# Exercise passage
Rethinking the Physical Symbol Systems Hypothesis (Rosenbloom)

Paul Rosenbloom , Computer Science, USC, 12-Oct 2023

ABSTRACT: It is now more than a half-century since the Physical Symbol Systems Hypothesis (PSSH) was first articulated as an empirical hypothesis. More recent evidence from work with neural networks and cognitive architectures has weakened it, but it has not yet been replaced in any satisfactory manner. Based on a rethinking of the nature of computational symbols – as atoms or placeholders – and thus also of the systems in which they participate, a hybrid approach is introduced that responds to these challenges while also helping to bridge the gap between symbolic and neural approaches, resulting in two new hypotheses, one – the Hybrid Symbol Systems Hypothesis (HSSH) – that is to replace the PSSH and the other focused more directly on cognitive architectures. This overall approach has been inspired by how hybrid symbol systems are central in the Common Model of Cognition and the Sigma cognitive architectures, both of which will be introduced – along with the general notion of a cognitive architecture – via “flashbacks” during the presentation.

# Data extract
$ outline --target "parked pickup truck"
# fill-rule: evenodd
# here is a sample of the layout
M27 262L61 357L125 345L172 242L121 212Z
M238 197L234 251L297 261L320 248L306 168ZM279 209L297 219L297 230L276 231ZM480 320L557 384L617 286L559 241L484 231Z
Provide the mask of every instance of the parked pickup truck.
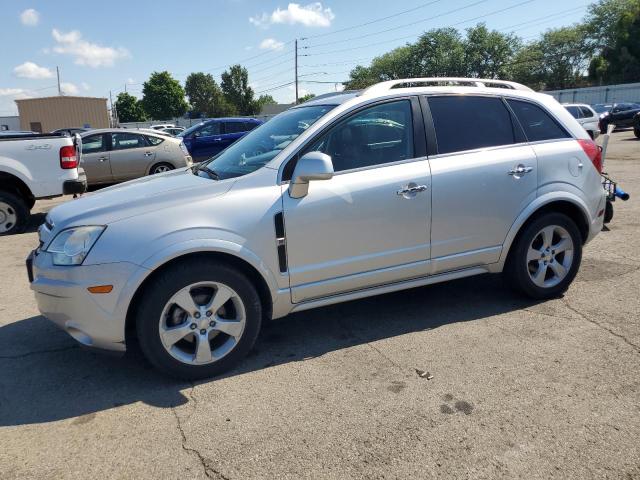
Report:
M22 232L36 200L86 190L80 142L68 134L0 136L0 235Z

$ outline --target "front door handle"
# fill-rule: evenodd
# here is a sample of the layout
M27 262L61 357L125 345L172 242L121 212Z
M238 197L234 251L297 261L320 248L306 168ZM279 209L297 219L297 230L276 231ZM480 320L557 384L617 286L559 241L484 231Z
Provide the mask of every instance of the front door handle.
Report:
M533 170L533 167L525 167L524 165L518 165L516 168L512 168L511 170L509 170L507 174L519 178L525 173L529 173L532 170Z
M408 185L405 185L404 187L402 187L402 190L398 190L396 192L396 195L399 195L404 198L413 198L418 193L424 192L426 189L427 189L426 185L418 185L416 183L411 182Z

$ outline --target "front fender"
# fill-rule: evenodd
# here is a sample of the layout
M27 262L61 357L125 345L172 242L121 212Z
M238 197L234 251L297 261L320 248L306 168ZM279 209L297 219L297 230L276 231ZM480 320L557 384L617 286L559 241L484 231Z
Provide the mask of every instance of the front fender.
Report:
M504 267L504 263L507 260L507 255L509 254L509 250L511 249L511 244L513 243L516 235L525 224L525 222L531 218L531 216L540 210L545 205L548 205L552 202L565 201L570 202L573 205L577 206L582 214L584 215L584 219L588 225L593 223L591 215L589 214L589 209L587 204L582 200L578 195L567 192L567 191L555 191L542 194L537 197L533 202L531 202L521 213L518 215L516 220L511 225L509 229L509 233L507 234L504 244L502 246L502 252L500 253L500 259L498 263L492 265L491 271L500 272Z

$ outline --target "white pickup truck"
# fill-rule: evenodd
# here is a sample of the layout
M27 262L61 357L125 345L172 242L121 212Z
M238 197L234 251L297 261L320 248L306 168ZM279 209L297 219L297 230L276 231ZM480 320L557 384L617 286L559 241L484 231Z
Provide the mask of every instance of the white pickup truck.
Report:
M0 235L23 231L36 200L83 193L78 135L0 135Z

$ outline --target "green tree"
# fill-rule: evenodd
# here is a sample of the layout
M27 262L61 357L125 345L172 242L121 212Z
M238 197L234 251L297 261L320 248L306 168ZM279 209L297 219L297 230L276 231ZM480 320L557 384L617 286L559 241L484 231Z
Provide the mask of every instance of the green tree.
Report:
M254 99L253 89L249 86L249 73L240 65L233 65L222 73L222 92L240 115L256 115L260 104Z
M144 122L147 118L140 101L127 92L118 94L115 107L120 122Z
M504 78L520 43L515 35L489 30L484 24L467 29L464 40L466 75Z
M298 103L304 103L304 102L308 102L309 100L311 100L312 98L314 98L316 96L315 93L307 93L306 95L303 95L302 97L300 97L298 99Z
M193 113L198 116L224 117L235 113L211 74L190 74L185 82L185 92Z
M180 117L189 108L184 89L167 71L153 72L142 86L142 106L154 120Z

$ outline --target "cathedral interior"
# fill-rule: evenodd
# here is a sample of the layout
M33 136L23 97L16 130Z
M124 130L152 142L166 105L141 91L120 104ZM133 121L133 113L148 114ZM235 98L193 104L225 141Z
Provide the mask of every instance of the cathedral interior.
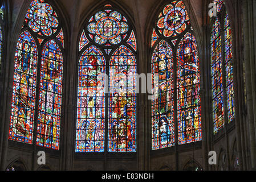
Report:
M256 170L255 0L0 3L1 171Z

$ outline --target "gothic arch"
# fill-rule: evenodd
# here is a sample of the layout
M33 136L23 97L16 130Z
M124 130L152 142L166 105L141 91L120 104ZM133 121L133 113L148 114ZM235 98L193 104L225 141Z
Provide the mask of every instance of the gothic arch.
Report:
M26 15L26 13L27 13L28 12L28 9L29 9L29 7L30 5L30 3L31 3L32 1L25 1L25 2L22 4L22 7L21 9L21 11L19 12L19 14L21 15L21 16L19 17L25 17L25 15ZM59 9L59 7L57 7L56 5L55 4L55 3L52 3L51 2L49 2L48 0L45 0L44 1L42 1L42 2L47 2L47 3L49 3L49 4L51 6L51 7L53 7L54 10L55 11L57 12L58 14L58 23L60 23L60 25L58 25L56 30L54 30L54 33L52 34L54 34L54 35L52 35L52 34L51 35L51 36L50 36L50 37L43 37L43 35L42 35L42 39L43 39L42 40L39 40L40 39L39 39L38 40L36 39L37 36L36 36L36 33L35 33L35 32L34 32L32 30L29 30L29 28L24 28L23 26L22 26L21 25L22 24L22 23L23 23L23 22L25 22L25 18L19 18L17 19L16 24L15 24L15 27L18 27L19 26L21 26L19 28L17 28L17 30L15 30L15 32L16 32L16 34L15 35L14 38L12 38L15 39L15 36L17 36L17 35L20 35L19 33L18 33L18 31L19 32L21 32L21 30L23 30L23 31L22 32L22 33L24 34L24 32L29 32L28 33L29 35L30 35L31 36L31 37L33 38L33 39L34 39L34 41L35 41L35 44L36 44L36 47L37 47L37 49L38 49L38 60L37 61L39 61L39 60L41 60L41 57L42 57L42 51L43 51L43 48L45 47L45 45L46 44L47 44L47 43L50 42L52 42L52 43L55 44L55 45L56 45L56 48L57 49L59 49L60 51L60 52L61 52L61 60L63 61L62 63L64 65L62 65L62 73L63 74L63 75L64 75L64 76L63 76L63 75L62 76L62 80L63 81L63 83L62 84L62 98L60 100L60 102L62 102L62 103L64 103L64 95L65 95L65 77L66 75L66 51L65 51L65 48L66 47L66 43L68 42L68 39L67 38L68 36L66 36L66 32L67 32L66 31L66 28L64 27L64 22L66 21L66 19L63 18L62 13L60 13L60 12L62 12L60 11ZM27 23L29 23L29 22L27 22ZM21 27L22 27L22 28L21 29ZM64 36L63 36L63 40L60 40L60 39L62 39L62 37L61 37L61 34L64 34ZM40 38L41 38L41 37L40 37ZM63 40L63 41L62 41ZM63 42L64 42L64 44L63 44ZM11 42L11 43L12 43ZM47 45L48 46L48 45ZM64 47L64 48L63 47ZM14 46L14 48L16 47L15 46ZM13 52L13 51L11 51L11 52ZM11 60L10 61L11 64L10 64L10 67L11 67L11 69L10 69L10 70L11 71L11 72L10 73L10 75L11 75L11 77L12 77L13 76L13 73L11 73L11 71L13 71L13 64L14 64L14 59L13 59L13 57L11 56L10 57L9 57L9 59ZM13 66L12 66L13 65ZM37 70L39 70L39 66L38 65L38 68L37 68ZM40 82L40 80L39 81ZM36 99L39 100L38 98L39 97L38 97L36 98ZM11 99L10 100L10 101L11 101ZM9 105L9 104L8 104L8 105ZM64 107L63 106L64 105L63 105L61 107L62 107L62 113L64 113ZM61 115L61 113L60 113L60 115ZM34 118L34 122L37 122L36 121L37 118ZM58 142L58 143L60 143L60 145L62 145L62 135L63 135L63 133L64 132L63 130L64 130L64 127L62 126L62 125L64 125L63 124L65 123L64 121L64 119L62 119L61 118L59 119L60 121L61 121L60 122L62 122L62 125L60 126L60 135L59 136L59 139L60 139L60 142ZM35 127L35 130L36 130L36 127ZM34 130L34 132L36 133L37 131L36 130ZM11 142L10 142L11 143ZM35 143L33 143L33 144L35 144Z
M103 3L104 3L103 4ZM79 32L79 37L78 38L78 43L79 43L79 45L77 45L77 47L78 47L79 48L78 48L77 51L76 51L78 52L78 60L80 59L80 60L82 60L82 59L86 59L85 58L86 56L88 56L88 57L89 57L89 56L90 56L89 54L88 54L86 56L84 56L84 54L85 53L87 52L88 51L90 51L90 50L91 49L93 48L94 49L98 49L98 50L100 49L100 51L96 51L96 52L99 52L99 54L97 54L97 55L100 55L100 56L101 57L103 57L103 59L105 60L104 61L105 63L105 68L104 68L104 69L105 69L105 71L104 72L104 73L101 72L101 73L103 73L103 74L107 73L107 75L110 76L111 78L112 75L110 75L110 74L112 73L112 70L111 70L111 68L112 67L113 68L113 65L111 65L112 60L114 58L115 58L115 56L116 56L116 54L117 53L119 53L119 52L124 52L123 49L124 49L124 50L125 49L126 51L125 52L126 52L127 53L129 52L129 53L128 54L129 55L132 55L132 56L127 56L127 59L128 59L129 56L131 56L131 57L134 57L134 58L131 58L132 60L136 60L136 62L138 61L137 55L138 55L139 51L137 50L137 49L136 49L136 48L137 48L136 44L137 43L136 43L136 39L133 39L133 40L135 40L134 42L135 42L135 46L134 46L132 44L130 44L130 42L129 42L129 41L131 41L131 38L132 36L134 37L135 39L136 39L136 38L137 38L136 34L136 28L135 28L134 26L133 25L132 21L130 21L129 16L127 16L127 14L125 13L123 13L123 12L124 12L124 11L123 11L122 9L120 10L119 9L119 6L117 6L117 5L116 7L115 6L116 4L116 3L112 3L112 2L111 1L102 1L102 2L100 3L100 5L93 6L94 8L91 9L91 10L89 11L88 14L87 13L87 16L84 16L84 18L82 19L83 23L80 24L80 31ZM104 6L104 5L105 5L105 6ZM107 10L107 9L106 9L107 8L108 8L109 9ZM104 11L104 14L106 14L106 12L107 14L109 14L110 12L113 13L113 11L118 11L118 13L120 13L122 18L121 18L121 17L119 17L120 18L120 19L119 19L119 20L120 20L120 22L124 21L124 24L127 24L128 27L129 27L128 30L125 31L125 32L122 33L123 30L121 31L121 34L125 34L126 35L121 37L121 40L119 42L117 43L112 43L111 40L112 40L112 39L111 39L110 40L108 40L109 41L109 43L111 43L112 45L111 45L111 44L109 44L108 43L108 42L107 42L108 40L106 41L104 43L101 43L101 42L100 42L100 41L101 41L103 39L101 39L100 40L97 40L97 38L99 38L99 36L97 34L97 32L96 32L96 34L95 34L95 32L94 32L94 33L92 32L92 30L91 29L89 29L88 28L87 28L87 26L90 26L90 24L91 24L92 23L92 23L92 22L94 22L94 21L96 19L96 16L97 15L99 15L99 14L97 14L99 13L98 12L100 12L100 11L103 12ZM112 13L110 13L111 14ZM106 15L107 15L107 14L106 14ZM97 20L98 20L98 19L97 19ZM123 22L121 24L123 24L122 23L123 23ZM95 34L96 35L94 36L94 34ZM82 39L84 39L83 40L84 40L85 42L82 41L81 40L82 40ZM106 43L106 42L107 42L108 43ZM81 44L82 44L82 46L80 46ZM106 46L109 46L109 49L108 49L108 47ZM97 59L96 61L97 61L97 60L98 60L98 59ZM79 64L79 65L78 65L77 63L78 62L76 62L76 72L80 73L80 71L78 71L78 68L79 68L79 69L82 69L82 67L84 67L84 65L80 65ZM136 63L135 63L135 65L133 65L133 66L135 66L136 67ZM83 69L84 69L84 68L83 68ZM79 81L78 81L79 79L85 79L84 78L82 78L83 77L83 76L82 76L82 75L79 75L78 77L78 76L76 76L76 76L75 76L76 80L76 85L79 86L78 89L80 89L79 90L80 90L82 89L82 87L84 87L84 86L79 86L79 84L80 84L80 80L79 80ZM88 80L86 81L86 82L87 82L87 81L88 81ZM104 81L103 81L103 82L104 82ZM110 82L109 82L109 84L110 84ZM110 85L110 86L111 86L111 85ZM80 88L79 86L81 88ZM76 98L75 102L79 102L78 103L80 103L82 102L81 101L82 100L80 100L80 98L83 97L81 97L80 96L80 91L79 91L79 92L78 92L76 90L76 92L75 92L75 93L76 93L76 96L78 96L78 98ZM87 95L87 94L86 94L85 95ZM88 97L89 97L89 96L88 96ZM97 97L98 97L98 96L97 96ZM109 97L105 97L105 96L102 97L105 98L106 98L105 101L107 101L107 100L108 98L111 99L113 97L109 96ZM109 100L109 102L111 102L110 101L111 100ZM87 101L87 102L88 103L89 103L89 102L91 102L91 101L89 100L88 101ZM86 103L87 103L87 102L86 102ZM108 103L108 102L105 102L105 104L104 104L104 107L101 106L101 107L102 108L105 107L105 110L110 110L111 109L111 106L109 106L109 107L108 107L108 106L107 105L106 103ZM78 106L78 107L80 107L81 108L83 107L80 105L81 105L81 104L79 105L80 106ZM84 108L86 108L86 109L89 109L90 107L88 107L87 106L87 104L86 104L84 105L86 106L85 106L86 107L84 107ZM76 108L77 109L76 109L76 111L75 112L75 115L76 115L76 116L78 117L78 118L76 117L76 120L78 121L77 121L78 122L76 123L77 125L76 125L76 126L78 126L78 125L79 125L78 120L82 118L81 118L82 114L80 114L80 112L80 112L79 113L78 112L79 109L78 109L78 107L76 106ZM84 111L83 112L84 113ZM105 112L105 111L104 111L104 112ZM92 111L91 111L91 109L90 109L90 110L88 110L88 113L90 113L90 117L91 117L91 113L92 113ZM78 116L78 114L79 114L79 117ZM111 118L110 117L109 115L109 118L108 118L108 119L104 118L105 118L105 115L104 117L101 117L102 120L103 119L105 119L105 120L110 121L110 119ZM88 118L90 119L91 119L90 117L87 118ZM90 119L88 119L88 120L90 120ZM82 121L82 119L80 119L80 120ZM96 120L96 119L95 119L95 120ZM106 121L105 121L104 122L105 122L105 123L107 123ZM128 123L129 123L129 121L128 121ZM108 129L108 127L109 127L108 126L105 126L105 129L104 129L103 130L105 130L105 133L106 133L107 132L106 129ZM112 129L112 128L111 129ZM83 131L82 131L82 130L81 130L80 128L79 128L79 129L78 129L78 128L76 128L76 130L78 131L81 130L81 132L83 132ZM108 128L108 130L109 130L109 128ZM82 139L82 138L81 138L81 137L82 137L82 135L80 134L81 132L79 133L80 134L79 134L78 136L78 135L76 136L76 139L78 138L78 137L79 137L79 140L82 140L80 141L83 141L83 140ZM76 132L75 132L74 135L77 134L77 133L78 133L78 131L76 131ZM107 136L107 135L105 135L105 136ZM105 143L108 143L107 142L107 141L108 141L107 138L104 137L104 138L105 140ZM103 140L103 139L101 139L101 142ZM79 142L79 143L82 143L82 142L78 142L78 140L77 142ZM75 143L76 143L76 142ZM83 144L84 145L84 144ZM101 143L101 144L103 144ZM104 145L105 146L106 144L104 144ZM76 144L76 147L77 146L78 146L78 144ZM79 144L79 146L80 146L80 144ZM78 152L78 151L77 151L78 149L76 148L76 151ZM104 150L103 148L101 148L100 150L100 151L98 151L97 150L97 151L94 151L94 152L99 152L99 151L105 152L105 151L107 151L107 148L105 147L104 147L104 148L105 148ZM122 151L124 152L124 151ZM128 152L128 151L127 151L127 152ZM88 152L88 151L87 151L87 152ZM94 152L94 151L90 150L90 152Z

# Tasks
**a)** In the abstract on the Physical Symbol Systems Hypothesis, why does the hypothesis need rethinking? Answer in one to three sentences.
**b)** Pick up the abstract on the Physical Symbol Systems Hypothesis after its final sentence and keep writing.

# Answer set
**a)** More recent evidence from work with neural networks and cognitive architectures has weakened the Physical Symbol Systems Hypothesis. It has not yet been replaced in any satisfactory manner.

**b)**
Paul S. Rosenbloom is Professor Emeritus of Computer Science in the Viterbi School of Engineering at the University of Southern California (USC). His research has focused on cognitive architectures (models of the fixed structures and processes that together yield a mind), such as Soar and Sigma; the Common Model of Cognition (a partial consensus about the structure of a human-like mind); dichotomic maps (structuring the space of technologies underlying AI and cognitive science); “essential” definitions of key concepts in AI and cognitive science (such as intelligence, theories, symbols, and architectures); and the relational model of computing as a great scientific domain (akin to the physical, life and social sciences).

Rosenbloom, P. S. (2023). Rethinking the Physical Symbol Systems Hypothesis. In Proceedings of the 16^th International Conference on Artificial General Intelligence (pp. 207-216). Cham, Switzerland: Springer.

Laird, J. E., Lebiere, C. & Rosenbloom, P. S. (2017). A Standard Model of the Mind: Toward a Common Computational Framework across Artificial Intelligence, Cognitive Science, Neuroscience, and Robotics. AI Magazine, 38, 13-26.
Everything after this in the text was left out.